__Job__: The required output is the line containing "of the beige" through the final line of the material below, printed exactly, with no other lines.

__Given data__:
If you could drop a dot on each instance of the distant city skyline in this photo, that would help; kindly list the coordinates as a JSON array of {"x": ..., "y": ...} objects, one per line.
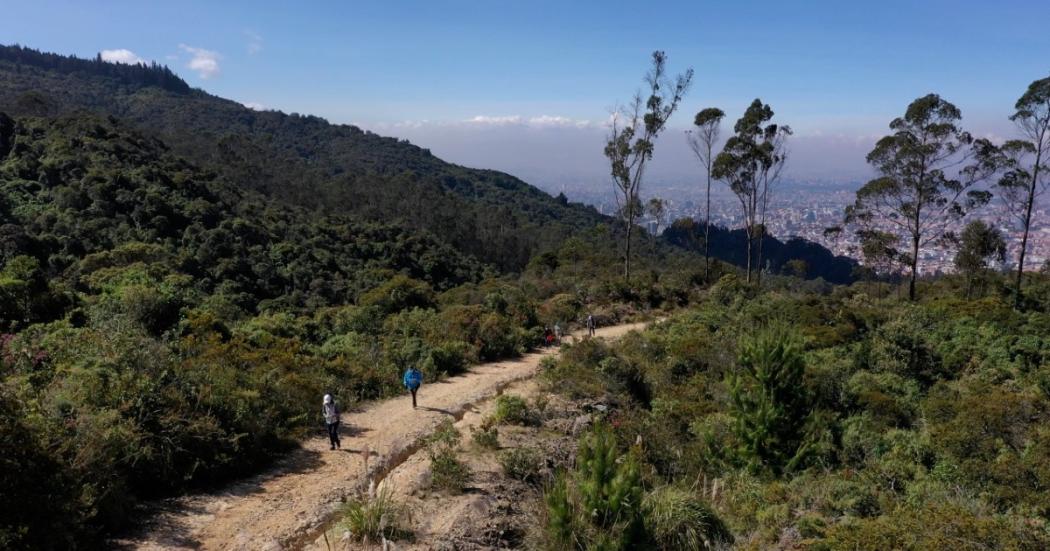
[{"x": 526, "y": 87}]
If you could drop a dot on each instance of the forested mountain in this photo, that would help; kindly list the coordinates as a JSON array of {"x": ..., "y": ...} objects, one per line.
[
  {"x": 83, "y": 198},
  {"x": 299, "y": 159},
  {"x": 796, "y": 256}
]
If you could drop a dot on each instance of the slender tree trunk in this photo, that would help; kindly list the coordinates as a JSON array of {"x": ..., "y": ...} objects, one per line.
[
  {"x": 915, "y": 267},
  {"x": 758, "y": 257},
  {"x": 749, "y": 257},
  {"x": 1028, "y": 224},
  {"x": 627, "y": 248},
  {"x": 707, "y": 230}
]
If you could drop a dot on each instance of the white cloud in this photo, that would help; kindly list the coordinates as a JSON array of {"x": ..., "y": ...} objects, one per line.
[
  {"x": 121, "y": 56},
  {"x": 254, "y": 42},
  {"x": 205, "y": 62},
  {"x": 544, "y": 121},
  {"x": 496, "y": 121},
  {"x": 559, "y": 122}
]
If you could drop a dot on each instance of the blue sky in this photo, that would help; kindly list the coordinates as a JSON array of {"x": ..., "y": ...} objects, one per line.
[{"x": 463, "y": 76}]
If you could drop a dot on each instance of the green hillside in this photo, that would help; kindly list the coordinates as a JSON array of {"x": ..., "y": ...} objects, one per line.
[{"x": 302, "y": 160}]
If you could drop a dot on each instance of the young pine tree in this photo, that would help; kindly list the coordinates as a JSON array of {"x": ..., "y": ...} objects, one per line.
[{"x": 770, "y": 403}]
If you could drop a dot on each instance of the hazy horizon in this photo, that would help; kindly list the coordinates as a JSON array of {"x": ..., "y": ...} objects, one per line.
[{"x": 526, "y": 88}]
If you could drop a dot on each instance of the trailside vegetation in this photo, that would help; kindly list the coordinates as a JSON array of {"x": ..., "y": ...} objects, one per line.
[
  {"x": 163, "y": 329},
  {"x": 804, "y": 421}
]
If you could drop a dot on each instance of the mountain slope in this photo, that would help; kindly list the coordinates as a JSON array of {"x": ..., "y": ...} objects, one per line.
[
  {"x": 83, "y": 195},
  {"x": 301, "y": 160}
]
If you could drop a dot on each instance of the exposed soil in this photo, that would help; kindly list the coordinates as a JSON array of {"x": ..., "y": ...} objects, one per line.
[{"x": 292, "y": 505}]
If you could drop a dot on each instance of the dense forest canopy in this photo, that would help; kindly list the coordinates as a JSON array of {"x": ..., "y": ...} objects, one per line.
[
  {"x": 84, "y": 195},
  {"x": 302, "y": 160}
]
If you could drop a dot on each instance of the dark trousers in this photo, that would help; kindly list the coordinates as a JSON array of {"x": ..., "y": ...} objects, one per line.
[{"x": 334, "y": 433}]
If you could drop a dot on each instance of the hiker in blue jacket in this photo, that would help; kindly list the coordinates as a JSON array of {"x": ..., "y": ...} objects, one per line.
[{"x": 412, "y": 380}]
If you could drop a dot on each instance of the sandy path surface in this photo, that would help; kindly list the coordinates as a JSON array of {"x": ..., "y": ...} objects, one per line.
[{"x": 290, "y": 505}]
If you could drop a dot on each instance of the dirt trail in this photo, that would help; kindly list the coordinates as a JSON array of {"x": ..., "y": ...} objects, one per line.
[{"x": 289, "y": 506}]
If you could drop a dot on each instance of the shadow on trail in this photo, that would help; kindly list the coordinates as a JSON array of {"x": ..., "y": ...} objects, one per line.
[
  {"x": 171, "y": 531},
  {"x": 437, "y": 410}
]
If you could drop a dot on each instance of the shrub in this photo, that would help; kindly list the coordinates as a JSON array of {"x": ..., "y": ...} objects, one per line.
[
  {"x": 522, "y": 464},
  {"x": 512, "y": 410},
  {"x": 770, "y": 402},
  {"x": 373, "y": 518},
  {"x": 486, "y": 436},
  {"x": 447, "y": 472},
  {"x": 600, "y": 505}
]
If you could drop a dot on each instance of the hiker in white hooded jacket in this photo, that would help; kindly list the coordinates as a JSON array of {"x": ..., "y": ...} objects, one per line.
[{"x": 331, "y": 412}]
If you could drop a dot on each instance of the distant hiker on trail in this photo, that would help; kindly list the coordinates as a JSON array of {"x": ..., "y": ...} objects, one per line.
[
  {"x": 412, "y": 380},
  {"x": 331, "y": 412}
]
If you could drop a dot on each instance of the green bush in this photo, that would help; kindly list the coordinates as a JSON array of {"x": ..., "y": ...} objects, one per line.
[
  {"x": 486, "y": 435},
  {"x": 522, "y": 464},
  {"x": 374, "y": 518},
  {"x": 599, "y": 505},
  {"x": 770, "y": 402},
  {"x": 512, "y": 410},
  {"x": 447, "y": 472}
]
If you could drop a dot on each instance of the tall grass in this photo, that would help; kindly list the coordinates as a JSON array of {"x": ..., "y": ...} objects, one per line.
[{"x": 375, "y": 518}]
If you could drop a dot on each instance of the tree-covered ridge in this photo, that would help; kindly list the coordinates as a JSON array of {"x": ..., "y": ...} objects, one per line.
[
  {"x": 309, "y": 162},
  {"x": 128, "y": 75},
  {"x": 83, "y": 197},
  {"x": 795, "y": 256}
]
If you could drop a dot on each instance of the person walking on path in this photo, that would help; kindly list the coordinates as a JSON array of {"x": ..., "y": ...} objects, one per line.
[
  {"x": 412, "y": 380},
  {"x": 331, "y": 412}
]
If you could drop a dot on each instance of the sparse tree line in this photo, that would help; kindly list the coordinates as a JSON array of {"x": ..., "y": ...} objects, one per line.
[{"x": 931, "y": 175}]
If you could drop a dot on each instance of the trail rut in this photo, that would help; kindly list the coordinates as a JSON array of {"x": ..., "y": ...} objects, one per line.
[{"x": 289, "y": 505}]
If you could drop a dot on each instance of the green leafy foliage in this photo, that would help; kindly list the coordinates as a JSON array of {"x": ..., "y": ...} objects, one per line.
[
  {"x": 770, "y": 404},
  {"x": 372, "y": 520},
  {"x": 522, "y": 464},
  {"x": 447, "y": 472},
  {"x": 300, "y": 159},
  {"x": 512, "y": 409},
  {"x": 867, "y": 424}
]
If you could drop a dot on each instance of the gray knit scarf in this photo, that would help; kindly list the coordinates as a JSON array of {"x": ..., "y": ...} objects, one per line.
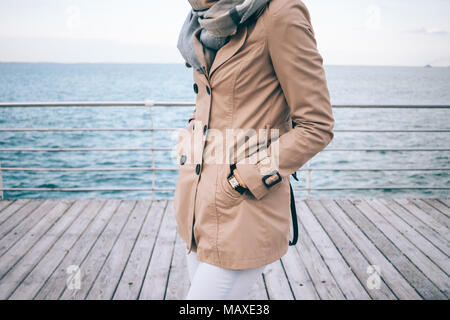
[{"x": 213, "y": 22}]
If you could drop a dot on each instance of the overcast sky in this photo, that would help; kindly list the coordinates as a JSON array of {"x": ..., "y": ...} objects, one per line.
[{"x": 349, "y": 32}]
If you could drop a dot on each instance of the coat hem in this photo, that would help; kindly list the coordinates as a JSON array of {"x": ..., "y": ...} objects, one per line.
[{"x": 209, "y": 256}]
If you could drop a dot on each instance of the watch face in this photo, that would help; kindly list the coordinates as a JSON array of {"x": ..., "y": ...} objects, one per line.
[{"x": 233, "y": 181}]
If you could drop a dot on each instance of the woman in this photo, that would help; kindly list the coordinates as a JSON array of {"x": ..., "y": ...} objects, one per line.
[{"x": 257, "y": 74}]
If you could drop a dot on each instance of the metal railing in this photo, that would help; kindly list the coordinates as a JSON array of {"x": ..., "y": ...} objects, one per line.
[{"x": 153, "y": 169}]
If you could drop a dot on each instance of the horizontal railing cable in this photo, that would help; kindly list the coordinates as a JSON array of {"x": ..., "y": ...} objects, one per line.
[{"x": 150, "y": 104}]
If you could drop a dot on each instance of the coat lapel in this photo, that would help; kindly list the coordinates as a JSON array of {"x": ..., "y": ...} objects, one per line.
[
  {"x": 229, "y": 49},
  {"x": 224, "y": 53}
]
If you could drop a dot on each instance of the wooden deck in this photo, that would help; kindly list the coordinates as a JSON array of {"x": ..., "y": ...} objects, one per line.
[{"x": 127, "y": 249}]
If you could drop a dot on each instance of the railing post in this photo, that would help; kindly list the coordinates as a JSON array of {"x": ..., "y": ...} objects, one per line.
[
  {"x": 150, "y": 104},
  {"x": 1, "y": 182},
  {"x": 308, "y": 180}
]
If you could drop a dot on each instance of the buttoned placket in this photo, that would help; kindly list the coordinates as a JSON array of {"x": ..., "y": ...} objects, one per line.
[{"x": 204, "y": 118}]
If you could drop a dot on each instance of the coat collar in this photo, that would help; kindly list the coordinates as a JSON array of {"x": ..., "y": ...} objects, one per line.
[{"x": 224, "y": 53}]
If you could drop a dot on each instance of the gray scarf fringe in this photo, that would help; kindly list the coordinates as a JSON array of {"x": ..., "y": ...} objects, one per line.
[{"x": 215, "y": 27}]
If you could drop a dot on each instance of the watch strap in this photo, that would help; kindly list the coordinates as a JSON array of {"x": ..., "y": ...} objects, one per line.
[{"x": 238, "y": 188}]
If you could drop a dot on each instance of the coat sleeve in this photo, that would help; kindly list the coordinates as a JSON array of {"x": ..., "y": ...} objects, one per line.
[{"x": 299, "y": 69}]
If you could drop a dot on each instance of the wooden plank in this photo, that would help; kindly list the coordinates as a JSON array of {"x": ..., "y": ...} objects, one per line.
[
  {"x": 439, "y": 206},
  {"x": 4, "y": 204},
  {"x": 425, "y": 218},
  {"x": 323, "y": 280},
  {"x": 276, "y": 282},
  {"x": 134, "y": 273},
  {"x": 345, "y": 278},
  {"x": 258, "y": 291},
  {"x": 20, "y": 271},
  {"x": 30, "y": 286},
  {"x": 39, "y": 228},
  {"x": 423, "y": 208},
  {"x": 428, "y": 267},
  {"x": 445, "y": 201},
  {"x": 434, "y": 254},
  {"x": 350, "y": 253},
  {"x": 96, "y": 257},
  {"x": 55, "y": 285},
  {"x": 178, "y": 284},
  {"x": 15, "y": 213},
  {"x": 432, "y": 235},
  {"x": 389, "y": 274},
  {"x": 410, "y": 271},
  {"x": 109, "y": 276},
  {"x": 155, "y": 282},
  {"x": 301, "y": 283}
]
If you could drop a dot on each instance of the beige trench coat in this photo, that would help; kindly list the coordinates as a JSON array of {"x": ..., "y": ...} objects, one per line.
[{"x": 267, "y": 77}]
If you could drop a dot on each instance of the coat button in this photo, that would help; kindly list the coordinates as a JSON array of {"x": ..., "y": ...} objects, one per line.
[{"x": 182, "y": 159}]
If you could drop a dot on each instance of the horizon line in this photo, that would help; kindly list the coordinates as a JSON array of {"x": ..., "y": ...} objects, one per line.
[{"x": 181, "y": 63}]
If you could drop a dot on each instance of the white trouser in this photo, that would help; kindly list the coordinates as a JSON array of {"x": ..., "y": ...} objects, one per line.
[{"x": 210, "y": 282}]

__Reply__:
If you could drop a dot on each instance of the beige trench coat in this photo, that would help; kindly list the coordinates as a JSON array of {"x": ..., "y": ...} objects, one per line.
[{"x": 267, "y": 77}]
If you could drop a dot on each instance of the coat button in this photo, that would help; kindly list the coordinates as a JSON array of {"x": ..., "y": ...} objects, one per line.
[{"x": 182, "y": 159}]
If you could drop a dot on each instance of the horizon line in this photo, that would help; kindly list the coordinates as a JSON array of {"x": ..., "y": ...} objects, one per line.
[{"x": 181, "y": 63}]
If you could drop a dot on each instance of the white trouser in this photo, that would help; kindly list the coordinates as a JSON array of {"x": ..., "y": ...} objects, one per line.
[{"x": 210, "y": 282}]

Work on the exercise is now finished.